EXERCISE: These entries are to be set down again exactly.

DATASET:
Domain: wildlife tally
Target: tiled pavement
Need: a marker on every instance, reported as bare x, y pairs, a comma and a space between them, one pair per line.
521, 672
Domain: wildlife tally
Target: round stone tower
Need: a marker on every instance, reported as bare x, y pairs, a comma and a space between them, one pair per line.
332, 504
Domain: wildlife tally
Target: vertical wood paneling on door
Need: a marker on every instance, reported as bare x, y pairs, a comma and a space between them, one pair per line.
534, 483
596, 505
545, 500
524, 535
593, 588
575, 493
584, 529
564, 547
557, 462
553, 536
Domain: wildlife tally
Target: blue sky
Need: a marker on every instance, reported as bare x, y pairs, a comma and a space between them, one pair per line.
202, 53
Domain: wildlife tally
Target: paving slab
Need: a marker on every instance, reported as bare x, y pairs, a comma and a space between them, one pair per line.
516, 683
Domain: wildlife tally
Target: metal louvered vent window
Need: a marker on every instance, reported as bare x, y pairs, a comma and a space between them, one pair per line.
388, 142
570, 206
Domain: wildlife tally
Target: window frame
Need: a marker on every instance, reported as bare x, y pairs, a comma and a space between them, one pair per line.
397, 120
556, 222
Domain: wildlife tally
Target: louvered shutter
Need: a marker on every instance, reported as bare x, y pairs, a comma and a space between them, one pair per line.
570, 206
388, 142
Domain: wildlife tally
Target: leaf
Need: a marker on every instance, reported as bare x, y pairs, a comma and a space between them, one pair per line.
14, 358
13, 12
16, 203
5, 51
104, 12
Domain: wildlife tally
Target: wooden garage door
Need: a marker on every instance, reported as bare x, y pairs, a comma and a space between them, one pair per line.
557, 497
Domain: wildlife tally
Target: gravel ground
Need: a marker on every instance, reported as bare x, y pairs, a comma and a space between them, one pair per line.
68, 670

OUTPUT:
Domain: wildlife tally
Target: tiled pavement
Need: a marker on every instance, reported as bare x, y pairs, a comma and a space between them, one pair per line.
521, 672
Domain: wildlife tally
Target: round stone tower
Need: a marker on every instance, reported as bare x, y pairs, a comma and a space between them, one pair per line.
332, 504
Domain: wildlife tally
Target: vertical wood paneling on door
Need: a marker on every instance, reported as bare x, y pairs, a comma and a space between them, one pair per line.
534, 483
596, 505
545, 500
524, 535
593, 588
575, 493
584, 529
564, 547
557, 462
553, 536
Domain: wildlife tally
Target: blue sky
Need: a marker on every instance, reported as bare x, y pairs, a comma and a space between them, one pair per line.
202, 53
Domain: wildlife tally
Target: paving slab
Need: a marker on every instance, reported as bare x, y pairs, a comma and a space between them, one pair per line.
516, 683
Domain: wildlife tally
Target: metal louvered vent window
Need: a marker on every instance, reported as bare x, y pairs, a comma and a space between them, one pair per line.
388, 142
570, 206
Domain: wildlife tally
Target: window frame
Need: a marker on every instance, reported as bare x, y pairs, a comma and a space between them, one pair per line.
397, 120
556, 222
Domain: wildlife tally
Target: louvered shutter
Need: a marker on every instance, reported as bare x, y pairs, a comma and a space between them, one pair per line.
570, 206
388, 142
Domain: wildlife tally
Target: leaf
Need: a marker on every instance, reported as bare x, y pairs, a comma and a space between them, one pair per line.
14, 358
13, 12
16, 203
5, 51
104, 12
Domain: wildlife tally
Target: wooden garage door
Need: a marker on every instance, reported as bare x, y pairs, a comma and a space between them, one pair per line.
557, 497
Domain: wildlife tally
Target: gravel ground
Need: a marker on every instance, reported as bare x, y pairs, a comma and a space between them, one pair per line.
68, 670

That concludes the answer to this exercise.